**AVAILABLE DATA**
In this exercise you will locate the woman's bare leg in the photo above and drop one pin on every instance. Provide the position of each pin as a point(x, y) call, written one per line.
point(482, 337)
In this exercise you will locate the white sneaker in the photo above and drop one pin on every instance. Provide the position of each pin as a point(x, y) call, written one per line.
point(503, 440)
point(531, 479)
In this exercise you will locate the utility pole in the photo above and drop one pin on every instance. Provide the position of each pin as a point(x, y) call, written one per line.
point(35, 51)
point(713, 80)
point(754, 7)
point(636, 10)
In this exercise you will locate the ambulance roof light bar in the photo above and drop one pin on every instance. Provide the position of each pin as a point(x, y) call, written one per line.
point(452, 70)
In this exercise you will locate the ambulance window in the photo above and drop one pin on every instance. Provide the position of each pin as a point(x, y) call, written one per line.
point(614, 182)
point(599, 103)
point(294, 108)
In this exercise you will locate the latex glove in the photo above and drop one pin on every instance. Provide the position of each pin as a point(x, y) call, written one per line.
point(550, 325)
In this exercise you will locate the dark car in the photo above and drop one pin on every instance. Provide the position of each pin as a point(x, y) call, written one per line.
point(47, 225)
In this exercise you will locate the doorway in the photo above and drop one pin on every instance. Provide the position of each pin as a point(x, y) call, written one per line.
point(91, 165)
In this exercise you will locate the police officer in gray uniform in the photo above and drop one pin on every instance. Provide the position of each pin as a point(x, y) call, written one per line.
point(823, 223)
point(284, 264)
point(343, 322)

**TO DO**
Reproduce all of the data above word for word, keeping every line unchanged.

**CORRECT RESULT**
In this exercise you will locate the woman's bare leg in the photo above and drop one pin on every instance. Provide the position of each pin as a point(x, y) call, written one per line.
point(482, 337)
In this exercise you will locate the white sneaker in the photo above and drop one pin on every instance. Provide the position of each pin as a point(x, y) call, written one per line.
point(503, 440)
point(531, 479)
In this exercise you will locate the utility pole in the photo above and drop one pin on every instance. Provide the position of each pin as a point(x, y) call, written one per line.
point(35, 51)
point(713, 80)
point(754, 7)
point(636, 10)
In this exercise you will locate the ambulance roof light bar in the photo above and drop one pin on every instance. Provide the position of each pin as a point(x, y) call, written one per line.
point(452, 70)
In this exercise you will locate the ambulance window in the photo above and drop one pin on every instance. Provide the position of each pin as a point(x, y) call, written one per line.
point(614, 182)
point(599, 103)
point(294, 108)
In this exercise you will locate the latex glove in the photo above and drop one pin on every instance. Provide the position of each pin as a point(x, y) call, written one per line.
point(550, 325)
In this exercise you will locate the dark car in the photo above and drop one pin on every instance. Provide the position of each pin as a point(x, y) call, written one per line.
point(47, 225)
In this exercise you will locate the doorway in the photo above and drop one pin on every instance. Provide the position of each pin as a point(x, y) call, written one per line.
point(91, 165)
In this exercise you will locate the police officer in gray uniform in the photo above and drop one pin on every instance. Provide the position of each pin as a point(x, y) call, written one per line.
point(823, 223)
point(284, 264)
point(343, 322)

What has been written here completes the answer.